++++ SOURCE DOCUMENT

While it is not compulsory to have indicators
and brake lights fitted to vintage cars in Australia, I thought it wise
that my Model T should have them. Given road rage with Sydney drivers and
the fact few understand hand signals, I decided to fit signal lights others
would recognise.
I decided I'd take a different path to
everyone else and design my own flasher unit. 6V flashers are still available
from all the vintage parts suppliers, so it wasn't lack of availability
that caused me to do this.
The flasher circuit is built in a diecast box bolted onto the chassis
cross member. The terminal strips on the sides go to the lights and power,
while the DIN plug connects the indicator switch.
Advantages
An electronic version would eliminate
the heavy wiring to the indicator switch to start with and also provide
a user adjustable flash rate. Some examples of 6v indicators I've seen
seemed to suffer from an excessively long "off" period and dim lights.
As the voltage supply for the oscillator
is regulated, flash rate is constant over the normal voltage range of the
battery
Unlike thermal flashers, this design does
not depend on correct lamp wattage to function properly. It also means
it's perfect for LED lights.
LED indicator lights
The problem with trying to use LED lights
with a conventional thermal flasher is that the low resistance of the flasher's
heating element keeps the LED's lit all the time as the current drawn by
the LED's is much less than incandescent lamps. My circuit completely breaks
the supply to the lights in between flashes.

++++++++
++++ DATA PROVIDED

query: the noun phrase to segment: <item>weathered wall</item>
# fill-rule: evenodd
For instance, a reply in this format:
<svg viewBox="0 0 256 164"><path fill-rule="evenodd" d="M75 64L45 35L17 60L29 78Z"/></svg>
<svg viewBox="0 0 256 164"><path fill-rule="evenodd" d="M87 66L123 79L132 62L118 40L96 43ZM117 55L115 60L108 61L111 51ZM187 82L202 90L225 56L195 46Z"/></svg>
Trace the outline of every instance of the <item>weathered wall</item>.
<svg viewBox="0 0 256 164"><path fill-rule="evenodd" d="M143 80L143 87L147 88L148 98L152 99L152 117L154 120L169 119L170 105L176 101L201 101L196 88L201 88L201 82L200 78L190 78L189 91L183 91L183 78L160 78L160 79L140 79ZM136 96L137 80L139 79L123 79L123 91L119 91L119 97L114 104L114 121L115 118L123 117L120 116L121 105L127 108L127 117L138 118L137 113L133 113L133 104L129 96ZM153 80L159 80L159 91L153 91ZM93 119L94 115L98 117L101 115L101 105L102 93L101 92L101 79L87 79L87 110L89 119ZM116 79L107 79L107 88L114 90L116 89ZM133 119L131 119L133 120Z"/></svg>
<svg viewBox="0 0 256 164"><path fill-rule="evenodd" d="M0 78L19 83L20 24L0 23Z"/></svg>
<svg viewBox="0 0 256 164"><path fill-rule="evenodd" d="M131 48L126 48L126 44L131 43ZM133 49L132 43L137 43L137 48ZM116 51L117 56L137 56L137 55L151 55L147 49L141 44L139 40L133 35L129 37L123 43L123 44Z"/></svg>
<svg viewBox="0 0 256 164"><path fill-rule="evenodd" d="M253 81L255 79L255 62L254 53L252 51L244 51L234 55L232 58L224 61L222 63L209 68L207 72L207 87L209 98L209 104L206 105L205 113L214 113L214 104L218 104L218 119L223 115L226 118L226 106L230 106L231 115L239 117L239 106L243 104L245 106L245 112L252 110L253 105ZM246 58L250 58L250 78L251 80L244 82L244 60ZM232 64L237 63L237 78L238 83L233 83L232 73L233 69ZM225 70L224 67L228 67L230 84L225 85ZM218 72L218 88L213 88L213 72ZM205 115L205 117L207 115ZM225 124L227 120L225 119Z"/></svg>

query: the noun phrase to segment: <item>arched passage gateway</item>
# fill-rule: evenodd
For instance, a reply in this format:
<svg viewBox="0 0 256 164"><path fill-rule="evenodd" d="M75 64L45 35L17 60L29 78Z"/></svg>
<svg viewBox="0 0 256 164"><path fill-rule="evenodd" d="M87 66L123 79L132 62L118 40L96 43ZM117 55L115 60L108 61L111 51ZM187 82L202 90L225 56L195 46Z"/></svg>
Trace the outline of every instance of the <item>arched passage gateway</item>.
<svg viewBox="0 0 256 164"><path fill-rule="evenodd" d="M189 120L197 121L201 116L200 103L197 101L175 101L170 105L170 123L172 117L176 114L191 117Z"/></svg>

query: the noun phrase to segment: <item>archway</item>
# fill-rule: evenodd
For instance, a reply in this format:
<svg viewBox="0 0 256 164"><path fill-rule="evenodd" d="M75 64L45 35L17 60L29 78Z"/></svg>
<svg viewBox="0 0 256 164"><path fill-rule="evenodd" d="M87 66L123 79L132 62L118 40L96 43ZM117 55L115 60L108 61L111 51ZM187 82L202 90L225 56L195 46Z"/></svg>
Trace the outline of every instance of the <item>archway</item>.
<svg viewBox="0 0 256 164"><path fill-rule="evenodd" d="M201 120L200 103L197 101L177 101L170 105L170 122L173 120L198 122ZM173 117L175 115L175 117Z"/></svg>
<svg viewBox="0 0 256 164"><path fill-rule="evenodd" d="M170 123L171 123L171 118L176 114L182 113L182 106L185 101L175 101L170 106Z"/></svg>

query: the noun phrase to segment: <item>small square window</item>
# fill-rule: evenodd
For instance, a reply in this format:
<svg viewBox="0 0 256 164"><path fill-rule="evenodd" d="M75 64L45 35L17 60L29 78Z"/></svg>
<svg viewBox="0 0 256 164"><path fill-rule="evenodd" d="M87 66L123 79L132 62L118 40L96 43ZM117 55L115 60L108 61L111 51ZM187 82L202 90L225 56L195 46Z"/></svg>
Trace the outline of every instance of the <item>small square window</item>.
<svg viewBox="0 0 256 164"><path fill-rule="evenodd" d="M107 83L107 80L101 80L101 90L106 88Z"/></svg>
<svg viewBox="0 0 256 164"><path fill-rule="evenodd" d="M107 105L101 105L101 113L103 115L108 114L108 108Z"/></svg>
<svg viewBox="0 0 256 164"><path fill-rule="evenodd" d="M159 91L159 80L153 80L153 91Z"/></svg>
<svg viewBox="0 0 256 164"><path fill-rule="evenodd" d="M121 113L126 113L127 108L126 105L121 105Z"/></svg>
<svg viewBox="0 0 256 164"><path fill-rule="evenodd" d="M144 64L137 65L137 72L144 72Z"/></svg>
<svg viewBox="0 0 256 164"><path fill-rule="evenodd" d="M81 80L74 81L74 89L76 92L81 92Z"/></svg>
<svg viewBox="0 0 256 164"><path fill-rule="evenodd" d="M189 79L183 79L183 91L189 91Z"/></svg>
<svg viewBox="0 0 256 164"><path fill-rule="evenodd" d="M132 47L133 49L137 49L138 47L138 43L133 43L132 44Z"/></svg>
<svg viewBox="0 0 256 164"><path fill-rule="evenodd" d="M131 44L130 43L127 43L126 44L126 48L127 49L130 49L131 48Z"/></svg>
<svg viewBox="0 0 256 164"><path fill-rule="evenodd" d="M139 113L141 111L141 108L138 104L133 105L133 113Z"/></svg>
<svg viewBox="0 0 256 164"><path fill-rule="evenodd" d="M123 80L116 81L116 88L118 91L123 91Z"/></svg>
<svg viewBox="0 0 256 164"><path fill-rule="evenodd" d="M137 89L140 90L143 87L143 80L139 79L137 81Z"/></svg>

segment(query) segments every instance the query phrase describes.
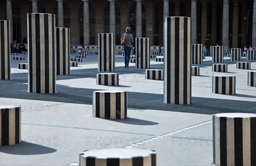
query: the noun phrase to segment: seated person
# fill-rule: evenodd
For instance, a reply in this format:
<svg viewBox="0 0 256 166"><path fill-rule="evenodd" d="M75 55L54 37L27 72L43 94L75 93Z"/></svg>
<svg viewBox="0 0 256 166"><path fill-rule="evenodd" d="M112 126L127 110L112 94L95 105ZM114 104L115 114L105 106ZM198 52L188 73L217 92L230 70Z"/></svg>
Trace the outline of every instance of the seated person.
<svg viewBox="0 0 256 166"><path fill-rule="evenodd" d="M18 51L20 53L21 53L22 51L27 51L27 50L26 49L26 46L25 46L23 42L20 42L20 44L19 45L18 48L19 48Z"/></svg>

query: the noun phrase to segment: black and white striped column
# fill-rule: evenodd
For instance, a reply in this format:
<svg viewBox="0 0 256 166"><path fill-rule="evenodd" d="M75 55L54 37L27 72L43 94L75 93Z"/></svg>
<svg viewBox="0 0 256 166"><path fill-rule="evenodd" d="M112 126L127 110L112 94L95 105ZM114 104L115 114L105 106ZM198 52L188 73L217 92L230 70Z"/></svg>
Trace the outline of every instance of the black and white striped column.
<svg viewBox="0 0 256 166"><path fill-rule="evenodd" d="M231 61L241 61L241 49L231 48Z"/></svg>
<svg viewBox="0 0 256 166"><path fill-rule="evenodd" d="M81 152L79 165L156 166L155 151L139 148L106 148Z"/></svg>
<svg viewBox="0 0 256 166"><path fill-rule="evenodd" d="M97 74L96 83L99 85L107 86L119 85L119 74L112 73Z"/></svg>
<svg viewBox="0 0 256 166"><path fill-rule="evenodd" d="M256 165L256 126L254 113L213 115L213 163Z"/></svg>
<svg viewBox="0 0 256 166"><path fill-rule="evenodd" d="M256 50L247 50L247 60L256 60Z"/></svg>
<svg viewBox="0 0 256 166"><path fill-rule="evenodd" d="M29 92L56 92L55 15L27 14Z"/></svg>
<svg viewBox="0 0 256 166"><path fill-rule="evenodd" d="M250 69L250 62L236 62L236 68L240 69Z"/></svg>
<svg viewBox="0 0 256 166"><path fill-rule="evenodd" d="M150 68L150 39L147 37L136 37L135 44L136 68Z"/></svg>
<svg viewBox="0 0 256 166"><path fill-rule="evenodd" d="M0 112L0 146L20 142L20 107L1 106Z"/></svg>
<svg viewBox="0 0 256 166"><path fill-rule="evenodd" d="M203 45L192 44L191 54L192 64L203 64Z"/></svg>
<svg viewBox="0 0 256 166"><path fill-rule="evenodd" d="M0 80L11 79L10 21L0 20Z"/></svg>
<svg viewBox="0 0 256 166"><path fill-rule="evenodd" d="M99 34L99 71L115 71L114 34Z"/></svg>
<svg viewBox="0 0 256 166"><path fill-rule="evenodd" d="M224 61L223 57L223 46L212 47L212 62L222 63Z"/></svg>
<svg viewBox="0 0 256 166"><path fill-rule="evenodd" d="M57 75L70 74L70 29L55 28L57 49Z"/></svg>
<svg viewBox="0 0 256 166"><path fill-rule="evenodd" d="M236 94L235 76L213 76L212 93L224 95Z"/></svg>
<svg viewBox="0 0 256 166"><path fill-rule="evenodd" d="M164 103L191 103L191 19L164 18Z"/></svg>
<svg viewBox="0 0 256 166"><path fill-rule="evenodd" d="M145 73L145 79L163 80L163 70L148 69Z"/></svg>
<svg viewBox="0 0 256 166"><path fill-rule="evenodd" d="M93 91L93 116L104 119L126 118L127 101L126 91Z"/></svg>
<svg viewBox="0 0 256 166"><path fill-rule="evenodd" d="M256 71L248 71L247 79L248 86L256 87Z"/></svg>

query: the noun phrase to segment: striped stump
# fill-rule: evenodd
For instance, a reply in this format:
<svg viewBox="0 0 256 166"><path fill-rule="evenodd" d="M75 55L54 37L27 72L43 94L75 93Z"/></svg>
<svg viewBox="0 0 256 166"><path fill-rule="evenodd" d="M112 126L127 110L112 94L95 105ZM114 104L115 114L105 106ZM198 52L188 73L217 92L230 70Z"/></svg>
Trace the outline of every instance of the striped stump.
<svg viewBox="0 0 256 166"><path fill-rule="evenodd" d="M231 61L241 61L241 49L231 48Z"/></svg>
<svg viewBox="0 0 256 166"><path fill-rule="evenodd" d="M191 103L191 18L164 18L165 103Z"/></svg>
<svg viewBox="0 0 256 166"><path fill-rule="evenodd" d="M156 80L163 80L163 70L146 70L145 79Z"/></svg>
<svg viewBox="0 0 256 166"><path fill-rule="evenodd" d="M21 126L20 107L0 107L0 146L20 143Z"/></svg>
<svg viewBox="0 0 256 166"><path fill-rule="evenodd" d="M83 61L83 59L81 58L70 58L70 61L73 62L82 62Z"/></svg>
<svg viewBox="0 0 256 166"><path fill-rule="evenodd" d="M157 153L135 148L91 149L80 153L79 165L156 166Z"/></svg>
<svg viewBox="0 0 256 166"><path fill-rule="evenodd" d="M236 68L239 69L250 69L250 62L236 62Z"/></svg>
<svg viewBox="0 0 256 166"><path fill-rule="evenodd" d="M77 67L77 62L70 62L70 67Z"/></svg>
<svg viewBox="0 0 256 166"><path fill-rule="evenodd" d="M235 94L236 76L212 76L212 93Z"/></svg>
<svg viewBox="0 0 256 166"><path fill-rule="evenodd" d="M119 85L119 75L112 73L97 74L96 83L98 85Z"/></svg>
<svg viewBox="0 0 256 166"><path fill-rule="evenodd" d="M130 59L130 63L135 63L136 62L136 60L135 59Z"/></svg>
<svg viewBox="0 0 256 166"><path fill-rule="evenodd" d="M70 29L55 28L57 49L57 75L70 74Z"/></svg>
<svg viewBox="0 0 256 166"><path fill-rule="evenodd" d="M57 73L55 15L28 13L27 18L28 91L55 93Z"/></svg>
<svg viewBox="0 0 256 166"><path fill-rule="evenodd" d="M199 67L198 66L192 66L192 76L197 76L200 75Z"/></svg>
<svg viewBox="0 0 256 166"><path fill-rule="evenodd" d="M256 116L247 113L212 115L213 163L256 165Z"/></svg>
<svg viewBox="0 0 256 166"><path fill-rule="evenodd" d="M256 71L248 71L247 80L248 86L256 87Z"/></svg>
<svg viewBox="0 0 256 166"><path fill-rule="evenodd" d="M28 69L27 63L18 63L18 68L19 69Z"/></svg>
<svg viewBox="0 0 256 166"><path fill-rule="evenodd" d="M93 116L103 119L127 118L127 92L118 90L93 91Z"/></svg>
<svg viewBox="0 0 256 166"><path fill-rule="evenodd" d="M150 68L150 39L136 37L135 45L135 68L137 69Z"/></svg>
<svg viewBox="0 0 256 166"><path fill-rule="evenodd" d="M99 34L98 36L99 71L114 71L115 35Z"/></svg>
<svg viewBox="0 0 256 166"><path fill-rule="evenodd" d="M11 79L10 21L0 20L0 80Z"/></svg>
<svg viewBox="0 0 256 166"><path fill-rule="evenodd" d="M164 62L164 58L155 58L155 62Z"/></svg>
<svg viewBox="0 0 256 166"><path fill-rule="evenodd" d="M203 45L192 44L191 54L192 64L203 64Z"/></svg>
<svg viewBox="0 0 256 166"><path fill-rule="evenodd" d="M247 60L256 60L256 50L247 50Z"/></svg>
<svg viewBox="0 0 256 166"><path fill-rule="evenodd" d="M216 72L227 72L227 64L212 64L212 71Z"/></svg>
<svg viewBox="0 0 256 166"><path fill-rule="evenodd" d="M212 62L223 63L224 61L223 46L213 46Z"/></svg>

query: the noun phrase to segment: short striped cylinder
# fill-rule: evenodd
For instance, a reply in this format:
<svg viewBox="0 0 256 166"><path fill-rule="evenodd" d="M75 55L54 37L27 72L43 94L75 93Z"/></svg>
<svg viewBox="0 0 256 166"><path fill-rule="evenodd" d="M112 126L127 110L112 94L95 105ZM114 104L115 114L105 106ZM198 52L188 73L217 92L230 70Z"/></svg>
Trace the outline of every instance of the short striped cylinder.
<svg viewBox="0 0 256 166"><path fill-rule="evenodd" d="M254 113L212 115L213 163L256 165L256 116Z"/></svg>
<svg viewBox="0 0 256 166"><path fill-rule="evenodd" d="M199 76L200 75L199 67L198 66L192 66L191 67L191 74L192 74L192 76Z"/></svg>
<svg viewBox="0 0 256 166"><path fill-rule="evenodd" d="M20 107L1 106L0 109L0 146L20 143Z"/></svg>
<svg viewBox="0 0 256 166"><path fill-rule="evenodd" d="M57 49L57 75L70 74L70 29L55 28Z"/></svg>
<svg viewBox="0 0 256 166"><path fill-rule="evenodd" d="M99 34L99 71L115 71L114 34Z"/></svg>
<svg viewBox="0 0 256 166"><path fill-rule="evenodd" d="M163 80L163 70L148 69L145 73L145 79Z"/></svg>
<svg viewBox="0 0 256 166"><path fill-rule="evenodd" d="M0 20L0 80L11 79L10 21Z"/></svg>
<svg viewBox="0 0 256 166"><path fill-rule="evenodd" d="M70 61L73 62L82 62L83 59L79 58L70 58Z"/></svg>
<svg viewBox="0 0 256 166"><path fill-rule="evenodd" d="M164 62L164 58L155 58L155 61L156 62Z"/></svg>
<svg viewBox="0 0 256 166"><path fill-rule="evenodd" d="M136 68L150 68L150 39L147 37L136 37L135 45Z"/></svg>
<svg viewBox="0 0 256 166"><path fill-rule="evenodd" d="M13 60L25 60L25 57L14 57Z"/></svg>
<svg viewBox="0 0 256 166"><path fill-rule="evenodd" d="M203 64L203 45L192 44L191 54L192 64Z"/></svg>
<svg viewBox="0 0 256 166"><path fill-rule="evenodd" d="M79 156L80 166L156 166L157 153L139 148L106 148L89 150Z"/></svg>
<svg viewBox="0 0 256 166"><path fill-rule="evenodd" d="M18 63L18 68L20 69L28 69L27 63Z"/></svg>
<svg viewBox="0 0 256 166"><path fill-rule="evenodd" d="M97 84L102 85L119 85L119 74L112 73L97 74L96 76L96 83Z"/></svg>
<svg viewBox="0 0 256 166"><path fill-rule="evenodd" d="M227 64L212 64L212 71L216 72L227 72Z"/></svg>
<svg viewBox="0 0 256 166"><path fill-rule="evenodd" d="M212 93L224 95L236 94L235 76L212 76Z"/></svg>
<svg viewBox="0 0 256 166"><path fill-rule="evenodd" d="M256 60L256 50L247 50L247 60Z"/></svg>
<svg viewBox="0 0 256 166"><path fill-rule="evenodd" d="M127 118L127 92L118 90L93 91L93 116L104 119Z"/></svg>
<svg viewBox="0 0 256 166"><path fill-rule="evenodd" d="M247 85L256 87L256 71L248 71L247 75Z"/></svg>
<svg viewBox="0 0 256 166"><path fill-rule="evenodd" d="M55 93L57 69L55 15L28 13L27 18L28 91Z"/></svg>
<svg viewBox="0 0 256 166"><path fill-rule="evenodd" d="M231 48L231 61L241 61L241 49Z"/></svg>
<svg viewBox="0 0 256 166"><path fill-rule="evenodd" d="M191 18L164 18L165 103L191 103Z"/></svg>
<svg viewBox="0 0 256 166"><path fill-rule="evenodd" d="M250 70L250 62L236 62L236 68Z"/></svg>
<svg viewBox="0 0 256 166"><path fill-rule="evenodd" d="M70 62L70 67L77 67L77 62Z"/></svg>
<svg viewBox="0 0 256 166"><path fill-rule="evenodd" d="M224 61L223 57L223 46L212 47L212 62L223 63Z"/></svg>

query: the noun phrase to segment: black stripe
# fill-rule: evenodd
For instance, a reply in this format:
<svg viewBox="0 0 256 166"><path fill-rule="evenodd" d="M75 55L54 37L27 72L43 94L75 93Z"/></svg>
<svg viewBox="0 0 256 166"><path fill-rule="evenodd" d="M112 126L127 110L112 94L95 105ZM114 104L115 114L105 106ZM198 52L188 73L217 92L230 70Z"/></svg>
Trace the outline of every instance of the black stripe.
<svg viewBox="0 0 256 166"><path fill-rule="evenodd" d="M235 165L243 165L243 118L234 118ZM255 139L255 138L254 138Z"/></svg>

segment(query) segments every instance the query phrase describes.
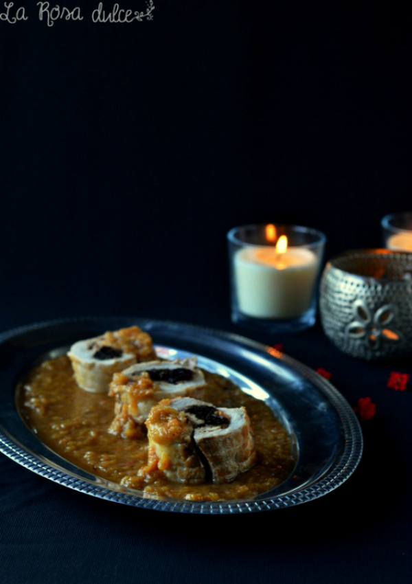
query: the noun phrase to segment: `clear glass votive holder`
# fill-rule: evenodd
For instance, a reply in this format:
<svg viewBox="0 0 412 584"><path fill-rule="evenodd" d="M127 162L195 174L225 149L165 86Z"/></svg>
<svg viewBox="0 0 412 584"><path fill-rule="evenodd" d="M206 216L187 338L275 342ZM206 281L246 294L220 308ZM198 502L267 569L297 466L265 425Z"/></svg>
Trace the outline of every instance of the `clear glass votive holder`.
<svg viewBox="0 0 412 584"><path fill-rule="evenodd" d="M231 229L227 240L232 322L270 333L314 324L323 233L298 225L243 225Z"/></svg>
<svg viewBox="0 0 412 584"><path fill-rule="evenodd" d="M380 224L385 247L395 251L412 251L412 212L385 215Z"/></svg>

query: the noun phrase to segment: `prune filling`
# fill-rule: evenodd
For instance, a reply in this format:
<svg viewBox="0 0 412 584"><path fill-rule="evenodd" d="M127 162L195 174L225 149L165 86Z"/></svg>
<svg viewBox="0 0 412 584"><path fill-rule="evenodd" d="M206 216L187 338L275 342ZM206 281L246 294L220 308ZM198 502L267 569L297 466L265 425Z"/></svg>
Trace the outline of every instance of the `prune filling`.
<svg viewBox="0 0 412 584"><path fill-rule="evenodd" d="M174 385L181 381L190 381L193 379L193 371L183 369L183 367L176 369L148 369L146 372L149 374L152 381L166 381Z"/></svg>
<svg viewBox="0 0 412 584"><path fill-rule="evenodd" d="M106 361L106 359L115 359L122 357L122 349L113 349L113 347L104 345L98 351L95 352L93 357L95 359L98 359L99 361Z"/></svg>
<svg viewBox="0 0 412 584"><path fill-rule="evenodd" d="M217 408L211 405L190 405L185 409L187 414L192 414L199 420L203 420L208 426L227 426L229 419L215 414L217 411Z"/></svg>

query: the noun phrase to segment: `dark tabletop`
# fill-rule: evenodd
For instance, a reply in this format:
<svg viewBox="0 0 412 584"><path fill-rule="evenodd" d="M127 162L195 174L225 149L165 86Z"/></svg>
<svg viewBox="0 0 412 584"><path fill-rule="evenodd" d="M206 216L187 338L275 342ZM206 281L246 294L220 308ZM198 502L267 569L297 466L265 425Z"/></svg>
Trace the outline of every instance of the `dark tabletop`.
<svg viewBox="0 0 412 584"><path fill-rule="evenodd" d="M238 225L308 225L328 259L380 247L380 218L411 210L409 3L154 0L152 21L126 24L67 0L84 20L49 27L14 4L27 20L0 19L0 330L124 315L240 333L376 414L341 486L249 516L133 508L1 455L0 581L409 583L412 385L387 385L410 362L357 361L319 323L237 328L225 241Z"/></svg>

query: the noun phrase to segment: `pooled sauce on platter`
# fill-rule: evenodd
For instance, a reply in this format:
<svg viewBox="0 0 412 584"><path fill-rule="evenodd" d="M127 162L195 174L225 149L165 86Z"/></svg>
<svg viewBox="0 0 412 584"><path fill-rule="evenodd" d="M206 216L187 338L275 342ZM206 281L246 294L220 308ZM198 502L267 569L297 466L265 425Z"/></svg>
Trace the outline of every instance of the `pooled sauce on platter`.
<svg viewBox="0 0 412 584"><path fill-rule="evenodd" d="M45 361L27 376L21 391L20 412L44 444L91 474L148 495L192 501L250 498L284 481L293 469L290 438L271 409L242 392L230 380L203 372L206 387L191 397L216 407L244 405L258 455L256 464L229 483L181 484L159 473L150 483L138 476L147 464L148 438L124 438L108 432L114 417L115 398L84 391L76 384L66 356Z"/></svg>

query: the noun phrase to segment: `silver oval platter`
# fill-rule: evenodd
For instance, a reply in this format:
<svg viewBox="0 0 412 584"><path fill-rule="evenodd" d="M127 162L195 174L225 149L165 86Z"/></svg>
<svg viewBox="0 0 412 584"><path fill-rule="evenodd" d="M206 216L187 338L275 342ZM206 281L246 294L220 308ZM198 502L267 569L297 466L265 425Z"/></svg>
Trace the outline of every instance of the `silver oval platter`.
<svg viewBox="0 0 412 584"><path fill-rule="evenodd" d="M149 498L84 471L47 448L22 420L16 388L36 364L76 341L137 325L166 359L197 355L200 367L230 378L262 399L288 429L296 465L282 484L253 499L194 502ZM167 321L91 317L54 321L0 335L0 451L65 486L134 507L186 513L249 513L290 507L336 488L354 472L363 449L357 418L328 381L295 359L236 335Z"/></svg>

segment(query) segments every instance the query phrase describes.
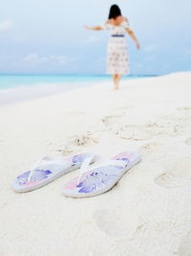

++++++++

● **STATED PROBLEM A**: In the write-up on the Model T flasher unit, what is the flasher circuit built in?
● **STATED PROBLEM B**: Repeat a passage from the write-up on the Model T flasher unit word for word, starting at "The flasher circuit" and stopping after "and dim lights.".
● **STATED PROBLEM C**: Carry on the write-up on the Model T flasher unit from its last sentence.

● **TASK OUTPUT A**: A diecast box bolted onto the chassis cross member.

● **TASK OUTPUT B**:
The flasher circuit is built in a diecast box bolted onto the chassis
cross member. The terminal strips on the sides go to the lights and power,
while the DIN plug connects the indicator switch.
Advantages
An electronic version would eliminate
the heavy wiring to the indicator switch to start with and also provide
a user adjustable flash rate. Some examples of 6v indicators I've seen
seemed to suffer from an excessively long "off" period and dim lights.

● **TASK OUTPUT C**:
I'm not promoting LED's as I prefer to
support the dying industry of incandescent lamp manufacturing, but I know
there is a lot of interest with LED lighting on cars. It is possible to
modify commercially made 12V or 24V LED signal lights to run on 6V as the
individual LED's run on between 2 and 4V. To do the modification, you'll
first need to power up the light on it's intended voltage and measure the
current through each chain of LED's, (usually around 20-40mA) and what
the LED voltage is. The 12 and 24V lights have series/parallel wiring where
groups of several LED's are in series with one current limiting resistor.
The LED's need to be rewired so each has its own resistor. This will allow
6V operation. To calculate the resistor required, use the formula R(in
ohms)=(6-Vf)/If, where Vf is the LED forward voltage, and If is the LED
forward current. Quarter watt resistors will be adequate.
Unfortunately, there are some who refuse to believe that a 6V car electrical system works as well as a 12V one and I didn't want to provide further ammunition to their argument. Think of all the Fords, and other cars built from 1919 to 1955 all running on 6V...you'd think that 36 years would be long enough to prove there is nothing wrong with 6V. The change to 12V occurred because of higher current consumption in later cars and the current limitation of generator brushes. Had alternators and solid state rectifiers appeared on the scene earlier, or cars not being equipped with unnecessary luxuries, then 6V systems may have lasted longer.
The Circuit
It's basically a schmitt trigger oscillator
built around a 4093 CMOS quad NAND gate, which then drives one of two relays.
The contacts of these relays switch the left and right side indicator lights.
The supply for the 4093 is stabilised
at around 3.9 volts with the zener diode and 220 ohm resistor. While CMOS
logic gates are happy with supply voltages from 3 to 15, the supply does
need to be regulated so that the voltage of the car electrical system will
not affect flash rate. I like to design for a 5 to 7 volt operating range.
This allows for when the generator is charging and also if the car is stopped
and other loads are on.
Oscillator details
The way the oscillator works is very simple.
The gates are simply wired as inverters with the output fed to the input.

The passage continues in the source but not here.